● What you will do
Beginning at the line that contains "Look through this image and locate every black stripe" and ending at the last line of the records below, retype each line exactly and add nothing.

● Data provided
□ □ □ □ □ □ □

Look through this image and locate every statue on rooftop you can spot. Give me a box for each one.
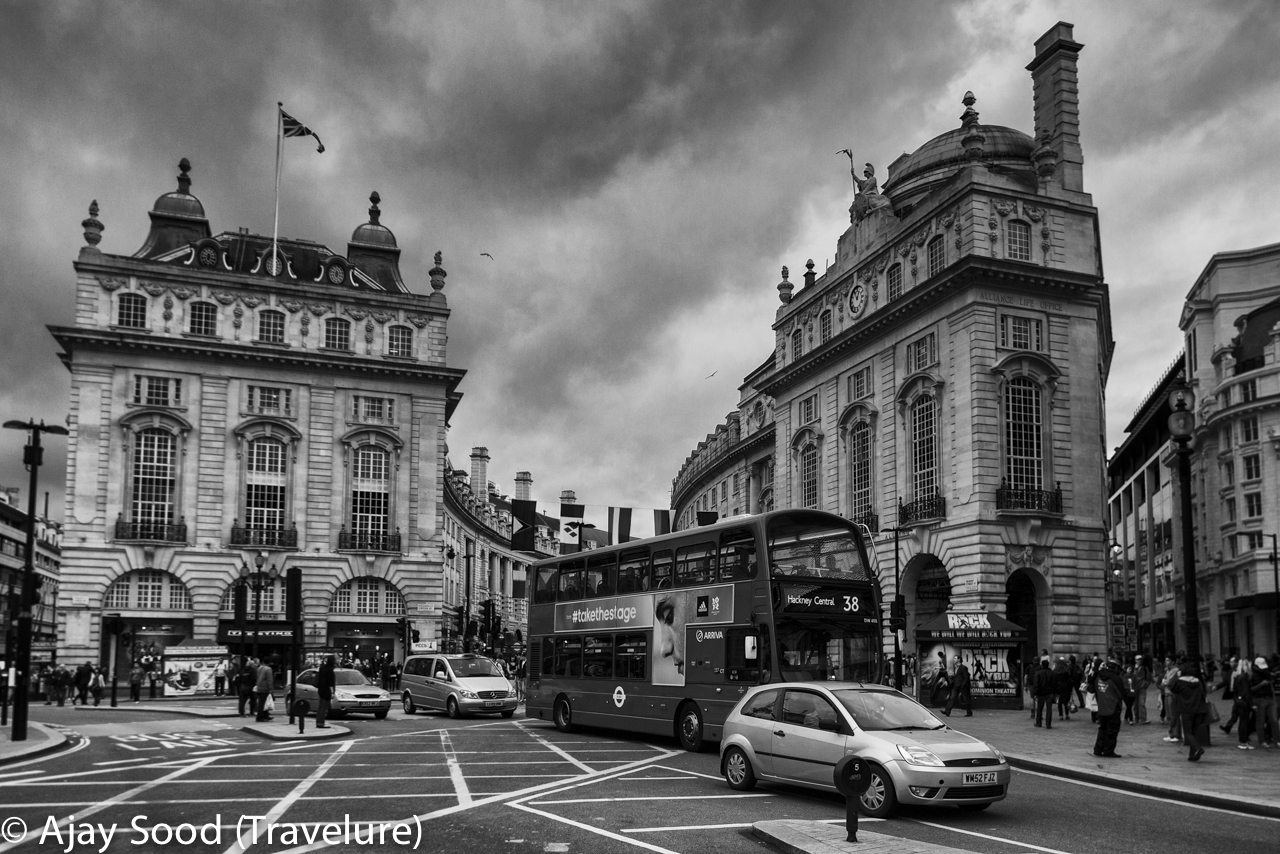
[839,150,892,220]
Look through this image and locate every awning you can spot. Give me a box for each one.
[915,611,1026,641]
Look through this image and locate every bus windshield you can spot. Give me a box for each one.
[775,618,880,683]
[767,515,871,582]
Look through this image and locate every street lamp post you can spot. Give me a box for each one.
[1166,379,1199,659]
[880,526,910,692]
[1238,532,1280,654]
[3,418,69,742]
[1107,542,1124,659]
[239,553,278,660]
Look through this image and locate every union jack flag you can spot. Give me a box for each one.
[280,107,324,153]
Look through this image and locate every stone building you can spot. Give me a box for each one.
[0,489,62,671]
[671,23,1114,660]
[48,159,550,674]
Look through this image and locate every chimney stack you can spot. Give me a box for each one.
[559,489,577,505]
[469,447,490,494]
[1027,21,1085,193]
[515,471,533,501]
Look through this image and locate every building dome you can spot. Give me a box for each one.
[151,157,206,220]
[350,191,397,248]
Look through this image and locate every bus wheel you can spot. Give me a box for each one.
[553,696,574,732]
[676,702,705,752]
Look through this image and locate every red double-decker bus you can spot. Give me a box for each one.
[524,509,883,750]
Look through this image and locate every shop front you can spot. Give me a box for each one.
[916,611,1026,710]
[216,619,298,670]
[327,620,399,668]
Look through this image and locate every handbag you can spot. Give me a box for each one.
[264,693,275,713]
[1084,691,1098,712]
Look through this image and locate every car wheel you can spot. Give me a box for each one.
[723,746,757,791]
[676,702,705,752]
[957,802,990,812]
[858,764,898,818]
[553,696,574,732]
[447,696,461,719]
[402,693,416,715]
[500,710,515,719]
[374,710,388,720]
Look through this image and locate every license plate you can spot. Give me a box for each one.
[963,771,998,785]
[483,700,502,708]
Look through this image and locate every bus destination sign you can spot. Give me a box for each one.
[776,583,878,625]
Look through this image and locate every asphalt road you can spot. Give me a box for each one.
[1,705,1277,854]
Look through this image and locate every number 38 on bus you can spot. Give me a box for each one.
[524,509,883,751]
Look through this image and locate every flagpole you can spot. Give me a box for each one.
[272,101,283,274]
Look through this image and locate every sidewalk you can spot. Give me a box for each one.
[755,690,1280,854]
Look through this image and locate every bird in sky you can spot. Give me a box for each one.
[705,370,717,379]
[480,252,494,260]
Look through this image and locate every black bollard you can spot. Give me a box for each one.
[149,676,157,699]
[110,673,118,707]
[833,755,872,843]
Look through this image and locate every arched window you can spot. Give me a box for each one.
[849,421,873,521]
[820,311,833,344]
[188,301,218,336]
[117,293,148,329]
[1007,220,1032,261]
[106,569,193,611]
[927,235,945,278]
[387,325,414,358]
[910,396,937,500]
[257,310,285,344]
[791,328,803,361]
[131,428,177,539]
[1004,377,1043,490]
[324,317,351,351]
[245,437,288,533]
[350,446,391,548]
[887,264,903,301]
[799,443,819,509]
[328,576,406,615]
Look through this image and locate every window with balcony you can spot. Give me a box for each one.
[927,235,945,278]
[387,325,414,358]
[245,436,287,532]
[911,396,938,502]
[132,375,182,408]
[188,301,218,337]
[849,420,874,526]
[124,428,181,541]
[257,310,285,344]
[346,446,393,551]
[324,317,351,351]
[1007,220,1032,261]
[117,293,147,329]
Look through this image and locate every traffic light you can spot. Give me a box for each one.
[285,566,303,623]
[233,583,248,624]
[22,572,43,608]
[888,617,906,631]
[411,629,421,644]
[480,600,493,636]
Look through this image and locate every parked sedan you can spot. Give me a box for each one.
[288,668,392,719]
[719,682,1009,817]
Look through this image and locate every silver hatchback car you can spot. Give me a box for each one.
[719,682,1009,817]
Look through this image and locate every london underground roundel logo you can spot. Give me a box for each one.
[613,686,627,708]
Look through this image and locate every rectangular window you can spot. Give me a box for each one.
[1186,329,1197,373]
[675,543,714,586]
[799,394,819,425]
[850,366,872,400]
[1226,498,1236,522]
[999,315,1043,351]
[1244,531,1265,550]
[615,634,647,680]
[583,635,613,679]
[800,444,819,508]
[927,236,945,277]
[820,311,833,343]
[651,550,673,590]
[258,311,285,344]
[617,551,649,593]
[911,397,938,499]
[909,333,936,372]
[137,570,164,610]
[887,265,902,301]
[1007,220,1032,261]
[1244,454,1261,481]
[355,577,379,614]
[1004,378,1043,490]
[387,326,413,358]
[553,636,583,677]
[1222,426,1233,449]
[105,581,129,610]
[117,294,147,329]
[849,421,873,517]
[248,385,292,416]
[1222,461,1234,486]
[188,302,218,336]
[1241,379,1258,403]
[352,396,395,424]
[1242,417,1259,443]
[718,529,757,581]
[324,318,351,351]
[133,375,182,407]
[1245,493,1262,518]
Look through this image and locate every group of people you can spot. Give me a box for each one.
[37,662,107,706]
[229,655,278,722]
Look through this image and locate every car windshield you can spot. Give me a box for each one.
[832,689,944,732]
[448,658,504,678]
[334,671,376,686]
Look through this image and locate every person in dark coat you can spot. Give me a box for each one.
[1053,657,1074,721]
[73,662,92,706]
[1032,657,1056,728]
[943,660,973,716]
[237,657,257,717]
[1091,659,1128,758]
[316,656,336,728]
[1169,656,1209,761]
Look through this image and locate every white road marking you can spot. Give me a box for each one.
[523,726,596,773]
[0,769,42,778]
[439,730,472,806]
[905,817,1076,854]
[511,801,681,854]
[220,740,353,854]
[623,817,885,834]
[531,793,773,804]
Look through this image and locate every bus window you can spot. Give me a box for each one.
[558,557,586,601]
[718,528,757,581]
[583,635,613,678]
[615,634,647,679]
[533,567,558,604]
[554,636,583,677]
[617,550,649,593]
[675,543,713,586]
[585,552,617,597]
[652,550,673,589]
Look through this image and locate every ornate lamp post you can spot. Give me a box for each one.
[1166,379,1199,659]
[239,553,279,660]
[1107,542,1124,659]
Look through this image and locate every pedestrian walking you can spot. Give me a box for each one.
[944,660,973,717]
[1091,659,1128,758]
[1069,655,1085,711]
[128,663,144,702]
[1224,656,1255,749]
[315,655,335,729]
[1032,657,1056,728]
[1249,656,1277,748]
[1052,657,1073,721]
[255,657,274,722]
[1131,655,1152,724]
[1160,656,1183,743]
[73,662,92,706]
[1170,656,1209,761]
[89,666,105,706]
[237,656,257,717]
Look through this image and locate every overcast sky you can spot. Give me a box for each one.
[2,0,1279,524]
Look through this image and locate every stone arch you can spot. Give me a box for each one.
[1005,566,1051,656]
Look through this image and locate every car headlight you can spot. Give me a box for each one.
[987,743,1007,764]
[897,744,945,766]
[335,690,356,701]
[506,689,517,698]
[459,688,478,699]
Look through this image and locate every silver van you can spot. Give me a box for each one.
[401,653,519,718]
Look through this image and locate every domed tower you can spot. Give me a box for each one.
[134,158,211,258]
[346,191,408,294]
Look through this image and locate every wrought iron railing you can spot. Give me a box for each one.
[850,512,880,534]
[898,494,945,525]
[996,481,1063,513]
[114,515,188,543]
[337,528,402,552]
[229,522,299,549]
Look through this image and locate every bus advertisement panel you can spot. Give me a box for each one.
[525,510,882,751]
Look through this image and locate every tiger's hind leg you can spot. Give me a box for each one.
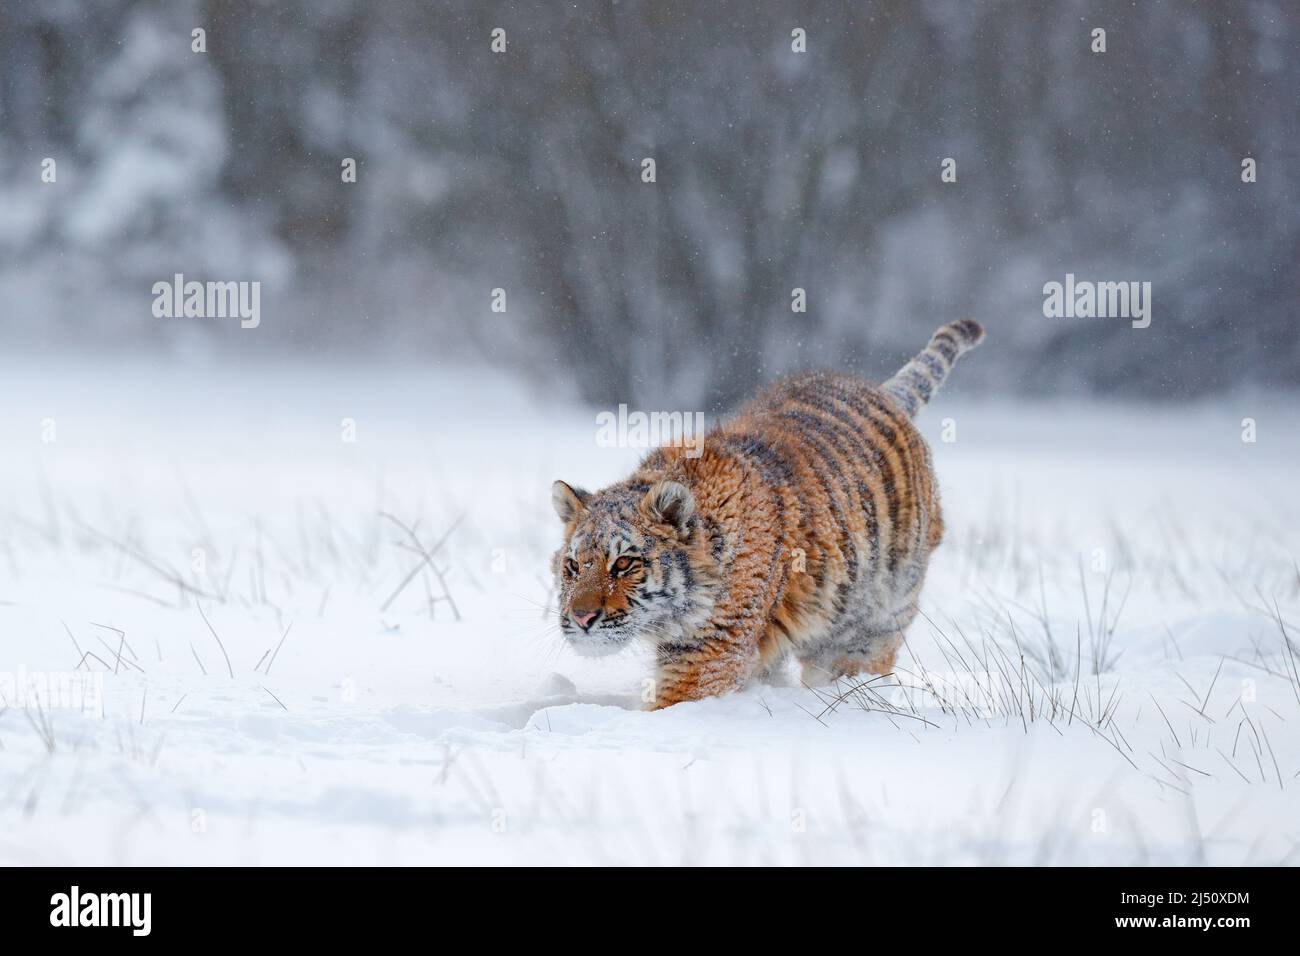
[796,610,914,686]
[752,651,795,686]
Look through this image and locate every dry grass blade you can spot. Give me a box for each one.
[378,512,464,613]
[196,603,235,679]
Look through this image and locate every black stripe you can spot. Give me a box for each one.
[771,616,796,643]
[801,379,905,576]
[909,371,934,403]
[867,394,926,568]
[670,548,694,592]
[714,433,793,617]
[776,400,881,584]
[774,408,860,599]
[931,338,959,362]
[857,391,916,574]
[919,352,948,380]
[703,515,726,562]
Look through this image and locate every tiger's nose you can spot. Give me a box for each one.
[570,608,601,631]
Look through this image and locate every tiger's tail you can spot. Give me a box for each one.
[882,319,985,417]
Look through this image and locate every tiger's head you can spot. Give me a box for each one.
[550,477,717,655]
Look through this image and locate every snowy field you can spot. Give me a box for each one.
[1,358,1297,866]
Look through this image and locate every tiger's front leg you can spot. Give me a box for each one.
[650,630,759,709]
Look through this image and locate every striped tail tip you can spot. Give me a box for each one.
[943,318,985,351]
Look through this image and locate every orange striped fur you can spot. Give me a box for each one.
[552,320,985,708]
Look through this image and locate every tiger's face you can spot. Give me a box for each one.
[550,478,712,655]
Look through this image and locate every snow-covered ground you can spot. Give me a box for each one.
[1,358,1297,865]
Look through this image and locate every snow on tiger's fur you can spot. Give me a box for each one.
[551,320,985,708]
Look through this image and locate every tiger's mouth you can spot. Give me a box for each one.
[560,611,639,655]
[562,622,634,656]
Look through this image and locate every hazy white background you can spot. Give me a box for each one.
[0,1,1297,865]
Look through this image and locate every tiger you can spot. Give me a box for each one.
[550,319,984,708]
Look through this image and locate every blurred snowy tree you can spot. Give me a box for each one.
[0,0,1295,401]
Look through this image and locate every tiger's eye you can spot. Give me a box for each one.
[611,555,640,575]
[565,558,579,576]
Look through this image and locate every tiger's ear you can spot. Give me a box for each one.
[551,480,591,523]
[641,480,695,533]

□ □ □ □ □ □ □

● Solved problem
Look through this image and locate every black stripe you can spot. Give me a box for each one.
[771,616,796,643]
[801,379,905,576]
[909,371,934,403]
[867,394,926,568]
[670,548,694,592]
[714,433,793,617]
[776,400,881,584]
[774,408,860,599]
[931,338,959,362]
[857,391,916,574]
[919,352,948,380]
[703,515,726,562]
Look through this image and locate every tiger's nose you can spot. Give me a box for each one.
[570,608,601,631]
Look through this image and locate every tiger's tail you can spot. Give me a box for each one.
[882,319,985,417]
Look through this image and locate every tiger's head you can spot. Give me a box for each one.
[550,477,717,655]
Look through this image and locate every snowy field you can spot. Give me a box for each one.
[1,358,1297,866]
Look through this image and locate every tiger's front leg you can spot. Give me a box for each one.
[650,630,759,709]
Look through this image and locate every striped tail tip you can spot. Give me a box for each one.
[943,318,985,351]
Look through this image and locate every orange striped fur you can spot. Give me a box for each one.
[552,320,985,708]
Look through this image and locate every tiger's face you can spot. Give me a box for each one.
[550,478,712,655]
Look through this image and locate every snow-covered ground you can spot. Give me a box for each one.
[1,358,1297,865]
Look through this image and locate every snow on tiger's fur you can spot. Give me a box for each one.
[551,320,985,708]
Look through this image and locate every tiger's mouth you can spot. Give me a box for each one.
[560,611,639,655]
[562,622,634,656]
Look through this image and locate every hazy white background you can spot. Give me a box for each one.
[0,1,1297,865]
Look through this image and locate every tiger you can spot. Give me a box for each one.
[550,319,984,708]
Look through this image and locate every blurred snowy tree you can spot. Give me a box for each one.
[0,0,1295,401]
Look through this image and locate every tiger's eye you can spot. Give me a box for each one.
[611,555,640,575]
[565,558,579,576]
Look through this image and locate every tiger's ear you can spot. Give me a box for each one.
[551,480,591,523]
[641,480,695,533]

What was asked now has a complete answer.